DATA TO PROCESS:
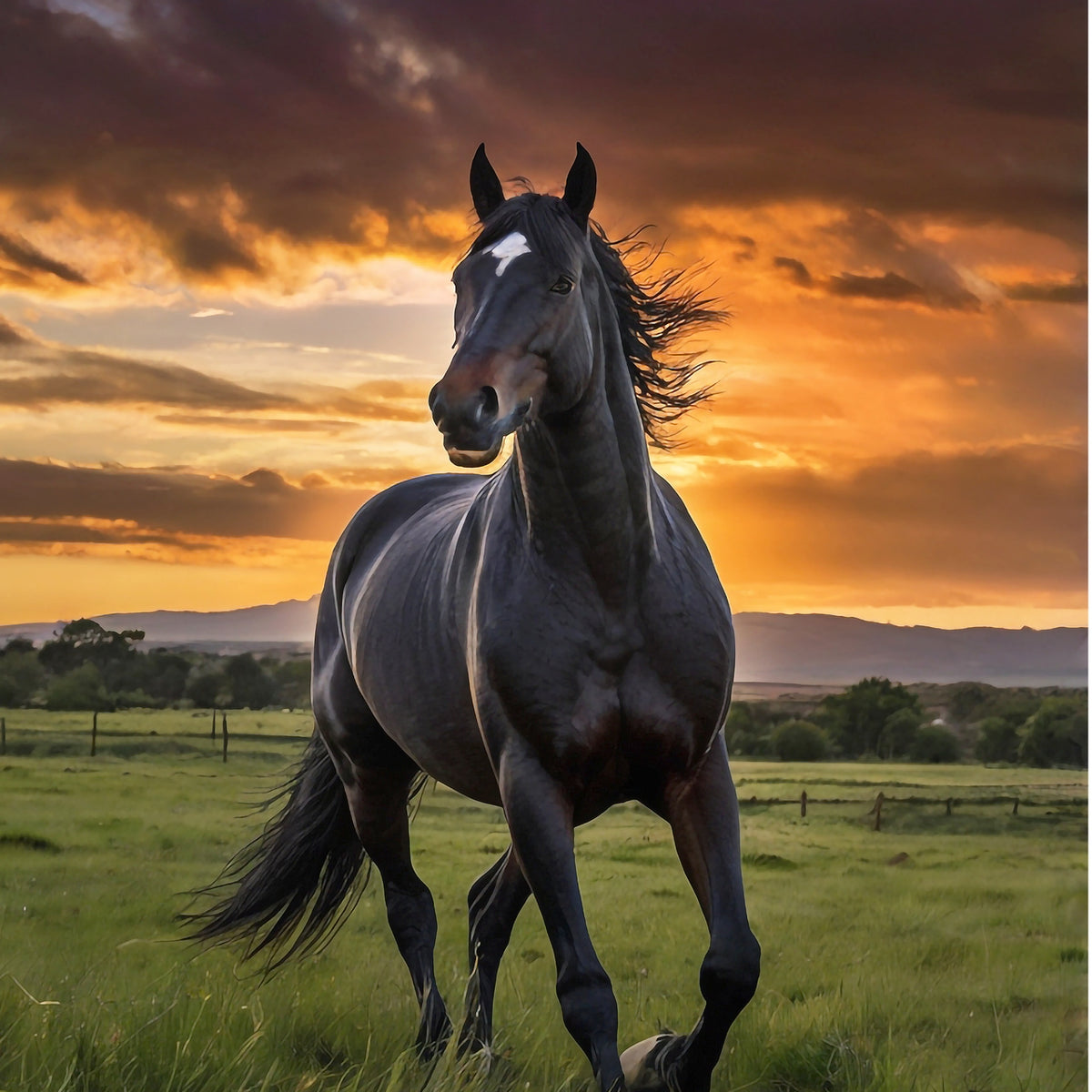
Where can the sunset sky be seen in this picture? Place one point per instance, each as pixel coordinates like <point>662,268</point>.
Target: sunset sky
<point>228,229</point>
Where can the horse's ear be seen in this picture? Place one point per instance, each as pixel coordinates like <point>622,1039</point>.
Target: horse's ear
<point>580,186</point>
<point>485,186</point>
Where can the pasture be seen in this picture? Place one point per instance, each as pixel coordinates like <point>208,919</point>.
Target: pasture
<point>943,953</point>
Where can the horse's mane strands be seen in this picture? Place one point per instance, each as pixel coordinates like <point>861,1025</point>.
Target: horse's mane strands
<point>654,314</point>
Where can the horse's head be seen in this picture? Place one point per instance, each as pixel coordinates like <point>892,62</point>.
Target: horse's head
<point>523,345</point>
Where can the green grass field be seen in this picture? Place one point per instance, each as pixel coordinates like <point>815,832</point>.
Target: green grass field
<point>944,953</point>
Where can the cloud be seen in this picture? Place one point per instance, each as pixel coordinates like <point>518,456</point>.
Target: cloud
<point>9,334</point>
<point>1049,292</point>
<point>1002,519</point>
<point>352,124</point>
<point>54,375</point>
<point>172,501</point>
<point>889,288</point>
<point>796,270</point>
<point>913,272</point>
<point>31,259</point>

WHAT YOU HAVE TO DO: Your task is to copy exactly, and only, the lines from the line with "Target: green grass field" through the last line of the entries, both included.

ANSWER FOR THIS EXERCISE:
Target: green grass field
<point>944,953</point>
Where can the cloud be seen in this picture? Place one point per instance, each as pixel coordinates like <point>518,456</point>.
Target: cloud
<point>9,334</point>
<point>1049,292</point>
<point>1002,519</point>
<point>352,124</point>
<point>54,375</point>
<point>172,501</point>
<point>889,288</point>
<point>796,270</point>
<point>913,272</point>
<point>31,259</point>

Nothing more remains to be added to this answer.